#### TEXT EXTRACT:
^^^^
Written by: David Lindsay-Abaire (screenplay), Steven Spielberg (story)
Directed by: Gil Kenan
Starring: Sam Rockwell, Rosemarie DeWitt, and Jared Harris
Reviewed by: Brett Gallman
When fans greet each new remake announcement with skepticism and question the point, it’s not exactly rhetorical. While it’s implicitly understood that these resurrections are monetarily driven, it’s not too much to hope that the creative forces have found some other compelling reason to dig up these corpses and transplant them into the 21st century. With Poltergeist, you’re left wondering if producer Sam Raimi and company aren’t too far removed from the Cuesta Verde real estate agency, as they’ve effectively moved the surface level headstones without bothering to bring the souls along. The result is a purgatorial update with shiny new suburbs that never shake the skeletons and ghosts buried there three decades earlier.
^^^^
#### WRITTEN PROBLEM 1:
Rewrite the point placement rows from the line containing "the red steel" through the last row, inclusive, swapping "sample" for "template" and leaving everything else untouched.

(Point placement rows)
^^^^
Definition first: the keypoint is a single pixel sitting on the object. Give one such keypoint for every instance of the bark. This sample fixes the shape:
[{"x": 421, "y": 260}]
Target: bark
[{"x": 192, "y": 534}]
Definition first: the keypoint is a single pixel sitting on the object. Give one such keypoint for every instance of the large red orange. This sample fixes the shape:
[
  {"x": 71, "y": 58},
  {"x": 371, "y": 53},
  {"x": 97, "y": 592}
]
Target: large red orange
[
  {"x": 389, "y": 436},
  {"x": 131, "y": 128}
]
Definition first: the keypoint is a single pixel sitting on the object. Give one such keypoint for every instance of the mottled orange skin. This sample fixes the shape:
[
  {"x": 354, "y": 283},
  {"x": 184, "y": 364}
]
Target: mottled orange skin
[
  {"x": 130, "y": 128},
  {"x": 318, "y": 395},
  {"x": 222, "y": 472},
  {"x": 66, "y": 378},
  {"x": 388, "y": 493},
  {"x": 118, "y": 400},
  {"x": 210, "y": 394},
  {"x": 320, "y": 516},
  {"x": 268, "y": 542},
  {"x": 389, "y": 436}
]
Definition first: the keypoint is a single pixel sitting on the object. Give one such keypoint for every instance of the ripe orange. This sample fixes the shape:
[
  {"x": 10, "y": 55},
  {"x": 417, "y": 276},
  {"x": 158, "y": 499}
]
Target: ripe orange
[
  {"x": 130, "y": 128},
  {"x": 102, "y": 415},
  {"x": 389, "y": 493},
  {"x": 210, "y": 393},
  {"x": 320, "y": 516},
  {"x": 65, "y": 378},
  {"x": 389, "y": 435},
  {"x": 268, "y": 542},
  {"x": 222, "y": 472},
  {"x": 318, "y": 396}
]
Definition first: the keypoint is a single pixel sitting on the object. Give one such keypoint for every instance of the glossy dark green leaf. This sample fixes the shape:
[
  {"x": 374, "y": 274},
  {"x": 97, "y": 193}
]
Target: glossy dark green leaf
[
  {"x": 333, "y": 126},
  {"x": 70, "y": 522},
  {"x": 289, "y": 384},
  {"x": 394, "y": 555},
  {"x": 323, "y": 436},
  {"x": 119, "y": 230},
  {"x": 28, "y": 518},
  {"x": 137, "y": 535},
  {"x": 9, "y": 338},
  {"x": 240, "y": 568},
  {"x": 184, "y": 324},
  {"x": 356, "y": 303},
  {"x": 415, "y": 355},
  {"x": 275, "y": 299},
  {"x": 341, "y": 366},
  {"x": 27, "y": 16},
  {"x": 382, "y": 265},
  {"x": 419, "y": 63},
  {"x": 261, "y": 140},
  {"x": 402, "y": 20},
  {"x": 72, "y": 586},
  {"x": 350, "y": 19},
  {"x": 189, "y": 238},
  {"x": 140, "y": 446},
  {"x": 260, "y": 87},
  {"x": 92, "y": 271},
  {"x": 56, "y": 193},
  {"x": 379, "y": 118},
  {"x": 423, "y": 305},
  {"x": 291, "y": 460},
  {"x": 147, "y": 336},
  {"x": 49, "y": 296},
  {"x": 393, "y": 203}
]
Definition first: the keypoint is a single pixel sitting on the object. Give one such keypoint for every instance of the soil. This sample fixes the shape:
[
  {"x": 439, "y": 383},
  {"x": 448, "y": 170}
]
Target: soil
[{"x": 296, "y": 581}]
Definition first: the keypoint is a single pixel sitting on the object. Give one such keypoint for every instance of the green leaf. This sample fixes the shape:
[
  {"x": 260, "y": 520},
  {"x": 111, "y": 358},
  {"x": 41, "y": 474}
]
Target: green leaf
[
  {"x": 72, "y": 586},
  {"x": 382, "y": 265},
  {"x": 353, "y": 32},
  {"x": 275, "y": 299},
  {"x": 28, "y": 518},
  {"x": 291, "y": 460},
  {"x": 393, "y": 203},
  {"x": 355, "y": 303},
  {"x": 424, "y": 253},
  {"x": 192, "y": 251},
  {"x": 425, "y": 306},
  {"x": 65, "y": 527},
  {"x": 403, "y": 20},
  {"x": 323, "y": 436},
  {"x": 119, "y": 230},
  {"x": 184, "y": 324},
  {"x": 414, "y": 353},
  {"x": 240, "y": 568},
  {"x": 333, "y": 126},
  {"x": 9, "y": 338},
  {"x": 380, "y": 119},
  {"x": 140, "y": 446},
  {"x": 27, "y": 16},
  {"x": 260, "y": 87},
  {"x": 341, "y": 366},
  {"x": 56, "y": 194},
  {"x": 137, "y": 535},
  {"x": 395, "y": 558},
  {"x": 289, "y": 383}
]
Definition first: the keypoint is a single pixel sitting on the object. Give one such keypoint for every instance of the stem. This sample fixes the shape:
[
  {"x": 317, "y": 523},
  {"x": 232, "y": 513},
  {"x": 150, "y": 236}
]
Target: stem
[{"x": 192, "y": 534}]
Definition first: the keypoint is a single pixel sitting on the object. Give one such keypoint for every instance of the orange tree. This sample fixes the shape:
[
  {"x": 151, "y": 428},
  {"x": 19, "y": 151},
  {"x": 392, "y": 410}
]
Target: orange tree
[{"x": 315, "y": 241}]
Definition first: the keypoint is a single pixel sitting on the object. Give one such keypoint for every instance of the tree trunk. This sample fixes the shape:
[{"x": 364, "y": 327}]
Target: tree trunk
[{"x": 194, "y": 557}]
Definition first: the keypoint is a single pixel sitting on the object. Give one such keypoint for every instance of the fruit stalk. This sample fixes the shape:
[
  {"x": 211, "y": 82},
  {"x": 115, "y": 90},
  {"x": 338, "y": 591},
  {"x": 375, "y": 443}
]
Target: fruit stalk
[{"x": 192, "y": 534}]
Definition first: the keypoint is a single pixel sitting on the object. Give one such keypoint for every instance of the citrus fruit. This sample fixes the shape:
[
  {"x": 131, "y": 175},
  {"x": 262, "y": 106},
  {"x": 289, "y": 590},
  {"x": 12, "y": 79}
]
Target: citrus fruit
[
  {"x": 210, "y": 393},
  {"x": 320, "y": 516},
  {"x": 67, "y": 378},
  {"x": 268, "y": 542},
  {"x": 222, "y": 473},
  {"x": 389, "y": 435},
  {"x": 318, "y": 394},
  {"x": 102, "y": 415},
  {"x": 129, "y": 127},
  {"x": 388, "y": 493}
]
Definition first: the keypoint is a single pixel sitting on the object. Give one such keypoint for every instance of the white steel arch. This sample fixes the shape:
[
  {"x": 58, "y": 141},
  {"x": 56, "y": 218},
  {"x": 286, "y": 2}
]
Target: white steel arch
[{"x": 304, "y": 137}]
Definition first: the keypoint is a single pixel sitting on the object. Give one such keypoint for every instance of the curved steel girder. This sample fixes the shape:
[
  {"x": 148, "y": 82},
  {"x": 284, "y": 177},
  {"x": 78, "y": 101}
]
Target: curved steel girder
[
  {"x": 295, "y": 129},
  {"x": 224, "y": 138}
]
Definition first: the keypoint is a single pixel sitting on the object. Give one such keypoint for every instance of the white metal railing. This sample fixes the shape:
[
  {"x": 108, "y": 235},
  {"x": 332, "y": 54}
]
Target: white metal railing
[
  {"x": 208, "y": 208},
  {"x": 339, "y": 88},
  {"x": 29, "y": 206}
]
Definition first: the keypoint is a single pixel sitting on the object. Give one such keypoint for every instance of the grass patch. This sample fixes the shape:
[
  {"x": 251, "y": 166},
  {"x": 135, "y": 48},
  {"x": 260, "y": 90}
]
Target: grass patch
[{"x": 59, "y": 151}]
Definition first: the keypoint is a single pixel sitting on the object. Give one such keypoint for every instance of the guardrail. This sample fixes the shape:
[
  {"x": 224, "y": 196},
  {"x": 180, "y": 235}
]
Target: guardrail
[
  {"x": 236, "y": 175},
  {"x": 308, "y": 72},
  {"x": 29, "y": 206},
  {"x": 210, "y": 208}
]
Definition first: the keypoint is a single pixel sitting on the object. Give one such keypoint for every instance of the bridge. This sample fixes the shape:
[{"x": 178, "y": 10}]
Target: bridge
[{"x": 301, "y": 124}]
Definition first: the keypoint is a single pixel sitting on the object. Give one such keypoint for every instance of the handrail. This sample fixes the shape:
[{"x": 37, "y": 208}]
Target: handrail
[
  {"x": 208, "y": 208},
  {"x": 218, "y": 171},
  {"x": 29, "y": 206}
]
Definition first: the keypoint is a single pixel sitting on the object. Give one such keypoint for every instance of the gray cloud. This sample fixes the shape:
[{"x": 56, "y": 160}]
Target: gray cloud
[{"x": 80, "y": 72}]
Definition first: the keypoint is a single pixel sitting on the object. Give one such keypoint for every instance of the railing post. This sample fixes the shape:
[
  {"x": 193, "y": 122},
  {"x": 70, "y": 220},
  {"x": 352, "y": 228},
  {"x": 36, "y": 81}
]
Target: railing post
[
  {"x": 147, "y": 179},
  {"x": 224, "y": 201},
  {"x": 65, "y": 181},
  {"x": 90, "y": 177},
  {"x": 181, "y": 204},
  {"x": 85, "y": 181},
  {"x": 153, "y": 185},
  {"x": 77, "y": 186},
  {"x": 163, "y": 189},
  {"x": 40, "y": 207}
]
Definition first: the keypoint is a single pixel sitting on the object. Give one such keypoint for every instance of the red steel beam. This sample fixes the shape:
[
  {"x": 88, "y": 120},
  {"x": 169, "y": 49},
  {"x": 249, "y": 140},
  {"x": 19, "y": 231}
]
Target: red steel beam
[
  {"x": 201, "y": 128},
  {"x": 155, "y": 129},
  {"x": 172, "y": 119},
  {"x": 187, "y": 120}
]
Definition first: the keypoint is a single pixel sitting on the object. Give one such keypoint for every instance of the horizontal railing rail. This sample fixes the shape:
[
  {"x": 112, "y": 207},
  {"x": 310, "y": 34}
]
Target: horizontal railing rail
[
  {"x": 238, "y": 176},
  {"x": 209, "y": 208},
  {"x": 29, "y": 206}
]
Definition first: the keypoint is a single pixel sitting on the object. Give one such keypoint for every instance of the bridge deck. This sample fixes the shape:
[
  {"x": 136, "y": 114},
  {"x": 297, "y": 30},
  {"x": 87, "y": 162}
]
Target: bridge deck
^^^^
#### WRITTEN PROBLEM 2:
Who directed the film discussed in the Poltergeist review?

#### RIGHT ANSWER 1:
Definition first: the keypoint is a single pixel sitting on the object. Give one such keypoint for every instance of the red steel beam. This template fixes the shape:
[
  {"x": 88, "y": 120},
  {"x": 169, "y": 49},
  {"x": 249, "y": 140},
  {"x": 19, "y": 231}
]
Target: red steel beam
[
  {"x": 201, "y": 128},
  {"x": 155, "y": 129},
  {"x": 172, "y": 119},
  {"x": 187, "y": 120}
]
Definition first: the keypoint is a single pixel sitting on the object. Give one such keypoint for every instance of the horizontal railing rail. This template fixes the shape:
[
  {"x": 112, "y": 207},
  {"x": 310, "y": 34}
]
Target: horizontal railing rail
[
  {"x": 238, "y": 176},
  {"x": 209, "y": 208},
  {"x": 29, "y": 206}
]
Definition first: the keypoint is a single pixel sitting on the object. Give one such keypoint for every instance of the bridge deck. This template fixes the shape:
[
  {"x": 136, "y": 114},
  {"x": 297, "y": 30},
  {"x": 87, "y": 162}
]
Target: bridge deck

#### RIGHT ANSWER 2:
Gil Kenan